— Task to complete —
In the records below, begin at the line containing "wanted | a marker on every instance of the yellow tarpaulin" and end at the line containing "wanted | a marker on every instance of the side mirror"; quote every line in that span exactly, including both boundary lines, and no others.

— Data extract —
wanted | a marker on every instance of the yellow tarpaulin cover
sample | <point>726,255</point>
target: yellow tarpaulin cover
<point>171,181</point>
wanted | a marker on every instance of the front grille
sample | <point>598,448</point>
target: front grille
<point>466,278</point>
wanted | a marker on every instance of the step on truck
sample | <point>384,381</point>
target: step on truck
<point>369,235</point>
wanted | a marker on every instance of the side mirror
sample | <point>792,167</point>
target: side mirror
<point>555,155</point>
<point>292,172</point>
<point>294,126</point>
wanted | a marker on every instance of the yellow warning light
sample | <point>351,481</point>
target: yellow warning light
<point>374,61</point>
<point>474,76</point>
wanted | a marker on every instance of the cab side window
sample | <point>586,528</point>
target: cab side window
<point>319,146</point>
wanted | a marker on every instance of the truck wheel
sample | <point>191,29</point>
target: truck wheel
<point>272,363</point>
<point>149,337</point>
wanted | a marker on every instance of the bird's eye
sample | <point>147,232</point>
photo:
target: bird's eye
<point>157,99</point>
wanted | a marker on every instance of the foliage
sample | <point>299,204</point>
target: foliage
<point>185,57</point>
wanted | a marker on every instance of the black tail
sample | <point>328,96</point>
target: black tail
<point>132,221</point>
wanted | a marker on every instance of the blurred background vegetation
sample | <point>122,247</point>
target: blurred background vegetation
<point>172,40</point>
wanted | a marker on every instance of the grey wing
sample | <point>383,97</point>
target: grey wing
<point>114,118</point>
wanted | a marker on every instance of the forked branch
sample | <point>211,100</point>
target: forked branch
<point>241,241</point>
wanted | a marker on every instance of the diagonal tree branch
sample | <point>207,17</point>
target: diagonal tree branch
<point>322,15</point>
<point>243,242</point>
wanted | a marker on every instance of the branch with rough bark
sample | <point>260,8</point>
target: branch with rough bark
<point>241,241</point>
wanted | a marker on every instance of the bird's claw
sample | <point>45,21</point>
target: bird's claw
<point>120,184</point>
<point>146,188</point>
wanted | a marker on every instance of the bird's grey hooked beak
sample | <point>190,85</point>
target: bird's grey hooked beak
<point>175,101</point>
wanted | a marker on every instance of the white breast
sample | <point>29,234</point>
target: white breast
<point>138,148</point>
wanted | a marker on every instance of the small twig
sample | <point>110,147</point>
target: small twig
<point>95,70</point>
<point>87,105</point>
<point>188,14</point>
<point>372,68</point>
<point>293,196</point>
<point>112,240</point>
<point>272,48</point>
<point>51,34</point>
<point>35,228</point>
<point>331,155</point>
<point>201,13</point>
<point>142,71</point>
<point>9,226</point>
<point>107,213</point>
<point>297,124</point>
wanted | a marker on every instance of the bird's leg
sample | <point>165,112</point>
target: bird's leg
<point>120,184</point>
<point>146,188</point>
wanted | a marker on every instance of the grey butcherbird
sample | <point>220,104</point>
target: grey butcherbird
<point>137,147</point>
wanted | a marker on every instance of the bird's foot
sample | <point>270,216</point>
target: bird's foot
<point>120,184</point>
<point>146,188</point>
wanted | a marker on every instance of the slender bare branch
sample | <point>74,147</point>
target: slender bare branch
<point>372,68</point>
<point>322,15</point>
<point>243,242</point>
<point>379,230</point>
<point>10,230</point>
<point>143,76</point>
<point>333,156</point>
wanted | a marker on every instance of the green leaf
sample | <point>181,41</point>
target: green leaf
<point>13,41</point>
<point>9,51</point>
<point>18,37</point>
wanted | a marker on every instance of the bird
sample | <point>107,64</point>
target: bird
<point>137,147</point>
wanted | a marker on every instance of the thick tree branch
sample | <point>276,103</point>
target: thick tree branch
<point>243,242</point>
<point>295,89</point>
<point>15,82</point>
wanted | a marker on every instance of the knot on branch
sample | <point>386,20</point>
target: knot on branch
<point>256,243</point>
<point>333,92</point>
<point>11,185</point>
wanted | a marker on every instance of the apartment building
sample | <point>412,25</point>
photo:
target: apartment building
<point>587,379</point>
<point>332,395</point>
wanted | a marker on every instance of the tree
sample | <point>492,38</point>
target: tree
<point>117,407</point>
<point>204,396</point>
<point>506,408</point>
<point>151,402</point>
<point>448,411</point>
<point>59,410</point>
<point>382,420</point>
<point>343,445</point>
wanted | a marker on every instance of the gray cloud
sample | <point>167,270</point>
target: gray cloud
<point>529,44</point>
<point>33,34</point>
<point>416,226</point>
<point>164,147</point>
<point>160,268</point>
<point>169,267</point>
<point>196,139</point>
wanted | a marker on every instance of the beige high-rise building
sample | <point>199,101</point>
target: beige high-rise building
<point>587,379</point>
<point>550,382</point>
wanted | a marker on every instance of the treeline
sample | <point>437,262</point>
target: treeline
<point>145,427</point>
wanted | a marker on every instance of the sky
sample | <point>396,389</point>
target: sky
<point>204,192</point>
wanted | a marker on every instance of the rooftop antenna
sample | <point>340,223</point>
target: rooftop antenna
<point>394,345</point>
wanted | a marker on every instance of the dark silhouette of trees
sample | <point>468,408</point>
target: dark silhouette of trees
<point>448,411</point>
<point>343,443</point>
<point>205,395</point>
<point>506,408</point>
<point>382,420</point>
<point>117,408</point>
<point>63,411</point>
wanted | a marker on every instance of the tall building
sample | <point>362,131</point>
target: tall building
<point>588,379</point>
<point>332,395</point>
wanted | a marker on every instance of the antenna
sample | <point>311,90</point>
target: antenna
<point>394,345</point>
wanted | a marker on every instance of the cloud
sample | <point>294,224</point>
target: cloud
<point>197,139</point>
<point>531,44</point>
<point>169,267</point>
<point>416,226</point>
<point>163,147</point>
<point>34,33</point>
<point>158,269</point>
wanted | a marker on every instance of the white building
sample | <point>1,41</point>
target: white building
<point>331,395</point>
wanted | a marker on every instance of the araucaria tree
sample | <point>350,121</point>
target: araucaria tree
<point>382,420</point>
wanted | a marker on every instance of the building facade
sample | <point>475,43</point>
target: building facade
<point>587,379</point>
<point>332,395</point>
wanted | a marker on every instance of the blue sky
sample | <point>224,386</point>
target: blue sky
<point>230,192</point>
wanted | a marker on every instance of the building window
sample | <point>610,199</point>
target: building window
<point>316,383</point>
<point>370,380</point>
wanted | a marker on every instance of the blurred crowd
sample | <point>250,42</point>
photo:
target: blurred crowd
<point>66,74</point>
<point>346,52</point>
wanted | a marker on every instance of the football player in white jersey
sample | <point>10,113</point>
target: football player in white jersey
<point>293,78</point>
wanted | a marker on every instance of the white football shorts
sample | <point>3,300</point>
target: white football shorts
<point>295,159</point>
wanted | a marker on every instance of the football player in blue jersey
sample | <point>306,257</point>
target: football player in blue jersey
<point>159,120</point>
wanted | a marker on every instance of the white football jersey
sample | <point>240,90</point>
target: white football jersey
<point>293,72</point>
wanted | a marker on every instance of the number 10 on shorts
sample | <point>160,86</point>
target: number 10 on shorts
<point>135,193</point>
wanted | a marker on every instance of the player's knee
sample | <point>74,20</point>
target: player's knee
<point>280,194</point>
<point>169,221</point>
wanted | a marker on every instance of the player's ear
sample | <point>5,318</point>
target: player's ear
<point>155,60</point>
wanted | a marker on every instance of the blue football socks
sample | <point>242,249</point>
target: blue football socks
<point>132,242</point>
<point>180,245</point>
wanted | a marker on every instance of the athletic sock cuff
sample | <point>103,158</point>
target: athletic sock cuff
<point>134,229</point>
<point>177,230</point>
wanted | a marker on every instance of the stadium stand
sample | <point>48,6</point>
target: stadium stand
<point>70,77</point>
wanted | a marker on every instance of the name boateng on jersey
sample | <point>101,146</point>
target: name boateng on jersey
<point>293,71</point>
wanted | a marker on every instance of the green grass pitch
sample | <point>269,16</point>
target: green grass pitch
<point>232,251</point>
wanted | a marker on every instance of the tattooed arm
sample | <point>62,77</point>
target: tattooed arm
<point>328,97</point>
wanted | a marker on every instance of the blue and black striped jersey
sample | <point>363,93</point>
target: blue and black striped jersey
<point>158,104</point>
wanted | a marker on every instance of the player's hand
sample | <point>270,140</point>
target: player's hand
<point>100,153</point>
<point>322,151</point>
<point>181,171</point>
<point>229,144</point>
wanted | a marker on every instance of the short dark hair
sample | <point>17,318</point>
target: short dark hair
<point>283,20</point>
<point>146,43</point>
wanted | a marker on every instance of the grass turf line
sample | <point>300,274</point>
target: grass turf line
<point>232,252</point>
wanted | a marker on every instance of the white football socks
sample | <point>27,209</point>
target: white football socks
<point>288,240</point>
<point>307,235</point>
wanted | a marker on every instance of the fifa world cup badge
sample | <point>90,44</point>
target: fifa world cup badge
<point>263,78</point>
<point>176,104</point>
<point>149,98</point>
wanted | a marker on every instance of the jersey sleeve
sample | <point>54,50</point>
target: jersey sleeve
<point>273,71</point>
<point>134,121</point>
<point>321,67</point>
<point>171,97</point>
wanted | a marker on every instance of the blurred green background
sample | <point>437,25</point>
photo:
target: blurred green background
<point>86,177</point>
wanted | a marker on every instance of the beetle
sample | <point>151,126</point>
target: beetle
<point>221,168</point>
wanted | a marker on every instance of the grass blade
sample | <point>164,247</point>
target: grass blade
---
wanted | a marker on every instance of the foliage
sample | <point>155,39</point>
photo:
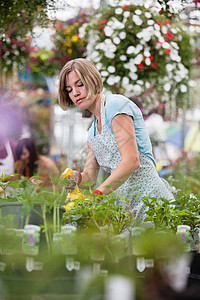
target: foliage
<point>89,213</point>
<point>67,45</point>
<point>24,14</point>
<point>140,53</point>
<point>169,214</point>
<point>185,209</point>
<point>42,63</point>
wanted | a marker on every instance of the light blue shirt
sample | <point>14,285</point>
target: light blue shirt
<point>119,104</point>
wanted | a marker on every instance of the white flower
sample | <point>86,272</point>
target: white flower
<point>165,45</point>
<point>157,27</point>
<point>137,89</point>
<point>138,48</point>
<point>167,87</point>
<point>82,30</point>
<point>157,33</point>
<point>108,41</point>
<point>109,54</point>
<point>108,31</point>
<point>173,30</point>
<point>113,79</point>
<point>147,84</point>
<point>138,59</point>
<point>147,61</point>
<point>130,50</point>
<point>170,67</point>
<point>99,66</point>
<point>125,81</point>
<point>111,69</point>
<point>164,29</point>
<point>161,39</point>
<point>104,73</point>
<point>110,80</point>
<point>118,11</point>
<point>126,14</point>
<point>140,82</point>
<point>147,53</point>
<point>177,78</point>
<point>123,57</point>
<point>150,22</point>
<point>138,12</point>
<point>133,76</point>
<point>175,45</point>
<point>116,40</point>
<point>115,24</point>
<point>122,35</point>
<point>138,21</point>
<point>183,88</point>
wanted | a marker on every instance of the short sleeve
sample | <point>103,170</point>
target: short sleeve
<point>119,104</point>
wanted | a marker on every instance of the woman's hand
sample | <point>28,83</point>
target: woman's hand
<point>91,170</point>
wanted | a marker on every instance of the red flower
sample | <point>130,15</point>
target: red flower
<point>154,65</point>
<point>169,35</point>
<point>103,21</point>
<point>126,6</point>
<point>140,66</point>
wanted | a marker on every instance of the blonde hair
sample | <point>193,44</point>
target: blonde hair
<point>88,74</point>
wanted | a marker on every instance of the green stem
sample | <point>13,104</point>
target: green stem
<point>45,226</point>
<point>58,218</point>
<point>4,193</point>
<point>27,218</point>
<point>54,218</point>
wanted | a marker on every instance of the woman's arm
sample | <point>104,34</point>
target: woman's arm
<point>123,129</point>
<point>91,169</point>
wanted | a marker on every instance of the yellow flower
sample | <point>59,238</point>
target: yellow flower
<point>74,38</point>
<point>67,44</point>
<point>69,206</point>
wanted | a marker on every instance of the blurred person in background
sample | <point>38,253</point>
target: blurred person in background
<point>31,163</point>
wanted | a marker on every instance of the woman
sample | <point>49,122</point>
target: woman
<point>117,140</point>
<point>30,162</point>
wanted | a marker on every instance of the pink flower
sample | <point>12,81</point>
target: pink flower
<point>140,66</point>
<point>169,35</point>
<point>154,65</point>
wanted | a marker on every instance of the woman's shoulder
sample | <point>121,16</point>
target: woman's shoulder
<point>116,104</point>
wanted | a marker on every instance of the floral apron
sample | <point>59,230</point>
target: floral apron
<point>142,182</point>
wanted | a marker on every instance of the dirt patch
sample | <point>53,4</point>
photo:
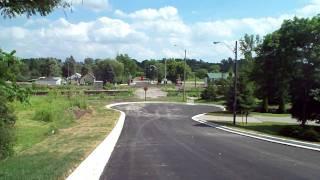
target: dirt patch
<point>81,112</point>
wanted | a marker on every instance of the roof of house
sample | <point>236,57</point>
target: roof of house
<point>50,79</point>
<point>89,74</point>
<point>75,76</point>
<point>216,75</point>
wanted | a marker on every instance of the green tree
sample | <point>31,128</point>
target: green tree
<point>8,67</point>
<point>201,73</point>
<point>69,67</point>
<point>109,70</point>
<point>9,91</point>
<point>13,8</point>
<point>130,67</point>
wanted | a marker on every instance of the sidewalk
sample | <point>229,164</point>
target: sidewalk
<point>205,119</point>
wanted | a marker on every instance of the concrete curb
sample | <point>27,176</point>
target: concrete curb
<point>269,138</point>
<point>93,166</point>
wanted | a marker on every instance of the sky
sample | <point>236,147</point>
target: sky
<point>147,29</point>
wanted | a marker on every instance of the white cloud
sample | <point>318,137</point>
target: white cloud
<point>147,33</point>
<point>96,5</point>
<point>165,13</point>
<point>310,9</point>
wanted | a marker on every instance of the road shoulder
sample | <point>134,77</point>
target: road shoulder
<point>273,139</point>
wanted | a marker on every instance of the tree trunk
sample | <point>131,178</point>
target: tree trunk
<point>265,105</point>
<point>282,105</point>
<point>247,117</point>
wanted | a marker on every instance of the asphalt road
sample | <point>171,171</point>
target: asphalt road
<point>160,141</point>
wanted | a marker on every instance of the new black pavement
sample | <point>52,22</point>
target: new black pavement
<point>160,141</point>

— Answer area —
wanted | a marker on every instance of the yellow tarpaulin cover
sample | <point>726,255</point>
target: yellow tarpaulin cover
<point>171,181</point>
wanted | a marker on every instance of the front grille
sample | <point>598,448</point>
target: front grille
<point>466,278</point>
wanted | a marker on every instance of the step on truck
sample | <point>384,381</point>
target: step on truck
<point>369,235</point>
wanted | a marker on every instance of the side mirror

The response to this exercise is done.